- _Consigne_:
Résumez le passage fourni en deux phrases.

- _Passage fourni_:
┄┄┄┄┄┄┄┄┄┄

On ne met pas en jeu la santé des patients. Ce monsieur veut que lui soit conférée la qualité d’ingénieur et porte atteinte à la santé de malades appareillés pour des revendications infondées.
C’est une situation inadmissible. »
Encore une fois, analysons cet énième soubresaut du CHU de Guadeloupe selon les données en notre possession, et non sous le coup de l’émotion.
Partons du principe que les informations du directeur sont fondées – le technicien en question ne peut prétendre au poste d’ingénieur-. Il n’aurait pas les compétences requises.
Plaçons-nous du côté de la Direction. En termes sociologiques, pour protéger le troupeau, il faut parfois donner la chasse à certaines brebis, en sacrifier quelques-unes pour sauver toutes les autres. On est ici dans une logique de l’ablation salutaire ou de l’exclusion bienfaisante.

┄┄┄┄┄┄┄┄┄┄

- _Données présentées_:
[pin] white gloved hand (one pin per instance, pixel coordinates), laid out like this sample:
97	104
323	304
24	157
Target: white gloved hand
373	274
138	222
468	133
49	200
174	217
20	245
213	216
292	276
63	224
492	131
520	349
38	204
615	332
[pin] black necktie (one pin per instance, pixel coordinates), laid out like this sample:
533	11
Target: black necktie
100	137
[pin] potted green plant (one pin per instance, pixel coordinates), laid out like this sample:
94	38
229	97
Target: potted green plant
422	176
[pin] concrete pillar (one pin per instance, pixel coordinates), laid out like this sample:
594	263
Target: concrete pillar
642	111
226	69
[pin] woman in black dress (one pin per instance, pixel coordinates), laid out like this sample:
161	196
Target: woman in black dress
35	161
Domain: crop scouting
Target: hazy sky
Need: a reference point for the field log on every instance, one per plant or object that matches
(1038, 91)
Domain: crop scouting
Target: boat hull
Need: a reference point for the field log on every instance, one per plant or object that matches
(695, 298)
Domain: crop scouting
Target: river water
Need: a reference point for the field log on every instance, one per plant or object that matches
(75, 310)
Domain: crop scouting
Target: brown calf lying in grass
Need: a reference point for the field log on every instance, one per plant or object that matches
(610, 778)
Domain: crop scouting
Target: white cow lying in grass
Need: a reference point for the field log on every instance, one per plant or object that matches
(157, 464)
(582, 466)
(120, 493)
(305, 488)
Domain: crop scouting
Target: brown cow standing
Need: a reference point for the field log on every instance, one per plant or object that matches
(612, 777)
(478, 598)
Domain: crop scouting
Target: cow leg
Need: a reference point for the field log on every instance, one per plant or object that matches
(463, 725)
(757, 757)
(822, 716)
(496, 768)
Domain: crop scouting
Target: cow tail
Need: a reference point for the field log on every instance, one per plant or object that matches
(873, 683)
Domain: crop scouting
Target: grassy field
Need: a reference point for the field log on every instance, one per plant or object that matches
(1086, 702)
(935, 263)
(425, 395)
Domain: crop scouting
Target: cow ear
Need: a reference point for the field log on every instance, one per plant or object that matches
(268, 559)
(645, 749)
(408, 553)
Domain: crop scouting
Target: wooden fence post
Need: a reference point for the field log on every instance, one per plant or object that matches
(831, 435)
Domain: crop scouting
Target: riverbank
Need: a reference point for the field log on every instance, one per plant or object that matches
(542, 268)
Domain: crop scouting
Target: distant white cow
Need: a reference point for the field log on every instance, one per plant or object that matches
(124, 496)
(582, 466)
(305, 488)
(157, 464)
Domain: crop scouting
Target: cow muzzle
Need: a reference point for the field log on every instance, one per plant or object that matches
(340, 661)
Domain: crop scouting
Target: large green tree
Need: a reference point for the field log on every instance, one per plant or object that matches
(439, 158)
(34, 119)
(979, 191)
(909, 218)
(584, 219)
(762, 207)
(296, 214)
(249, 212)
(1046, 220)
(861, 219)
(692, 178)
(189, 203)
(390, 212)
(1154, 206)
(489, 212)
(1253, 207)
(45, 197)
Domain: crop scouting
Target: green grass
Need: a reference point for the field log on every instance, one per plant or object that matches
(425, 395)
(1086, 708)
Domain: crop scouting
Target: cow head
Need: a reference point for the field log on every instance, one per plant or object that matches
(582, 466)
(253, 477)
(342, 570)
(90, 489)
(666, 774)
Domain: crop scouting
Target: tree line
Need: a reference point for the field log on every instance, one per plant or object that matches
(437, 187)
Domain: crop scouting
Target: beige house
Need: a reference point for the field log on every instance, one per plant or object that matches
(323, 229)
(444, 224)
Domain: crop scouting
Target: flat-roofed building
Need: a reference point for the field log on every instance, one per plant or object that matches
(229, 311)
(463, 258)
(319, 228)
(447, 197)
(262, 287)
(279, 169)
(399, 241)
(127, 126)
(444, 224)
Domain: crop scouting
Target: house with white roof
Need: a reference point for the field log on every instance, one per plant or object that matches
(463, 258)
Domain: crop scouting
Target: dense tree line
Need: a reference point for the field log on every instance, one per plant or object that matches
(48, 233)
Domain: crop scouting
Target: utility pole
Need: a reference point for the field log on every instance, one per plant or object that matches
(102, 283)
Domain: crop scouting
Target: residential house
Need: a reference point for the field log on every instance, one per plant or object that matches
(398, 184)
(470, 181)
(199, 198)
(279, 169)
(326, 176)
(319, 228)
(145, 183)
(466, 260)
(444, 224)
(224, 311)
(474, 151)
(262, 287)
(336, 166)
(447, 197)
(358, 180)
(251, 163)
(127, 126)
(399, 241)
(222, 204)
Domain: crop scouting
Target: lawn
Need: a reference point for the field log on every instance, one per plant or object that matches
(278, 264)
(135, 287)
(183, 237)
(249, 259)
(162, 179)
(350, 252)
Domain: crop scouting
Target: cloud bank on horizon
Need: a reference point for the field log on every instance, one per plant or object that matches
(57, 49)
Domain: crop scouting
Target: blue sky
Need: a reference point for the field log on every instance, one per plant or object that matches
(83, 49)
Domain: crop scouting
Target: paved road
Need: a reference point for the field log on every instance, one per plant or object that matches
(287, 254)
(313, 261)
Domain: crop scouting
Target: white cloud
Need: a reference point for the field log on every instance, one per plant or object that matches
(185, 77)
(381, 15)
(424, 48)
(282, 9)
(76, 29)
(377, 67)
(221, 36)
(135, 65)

┄┄┄┄┄┄┄┄┄┄

- _Zone de réponse_:
Une citation juge inadmissible qu'un homme réclamant la qualité d'ingénieur porte atteinte à la santé de malades appareillés pour des revendications infondées. Le passage propose ensuite d'analyser cet épisode du CHU de Guadeloupe d'après les données disponibles plutôt que sous le coup de l'émotion, en admettant que le technicien n'a pas les compétences requises pour le poste d'ingénieur et en se plaçant du côté de la Direction, dont la logique consiste à sacrifier quelques brebis pour protéger le troupeau.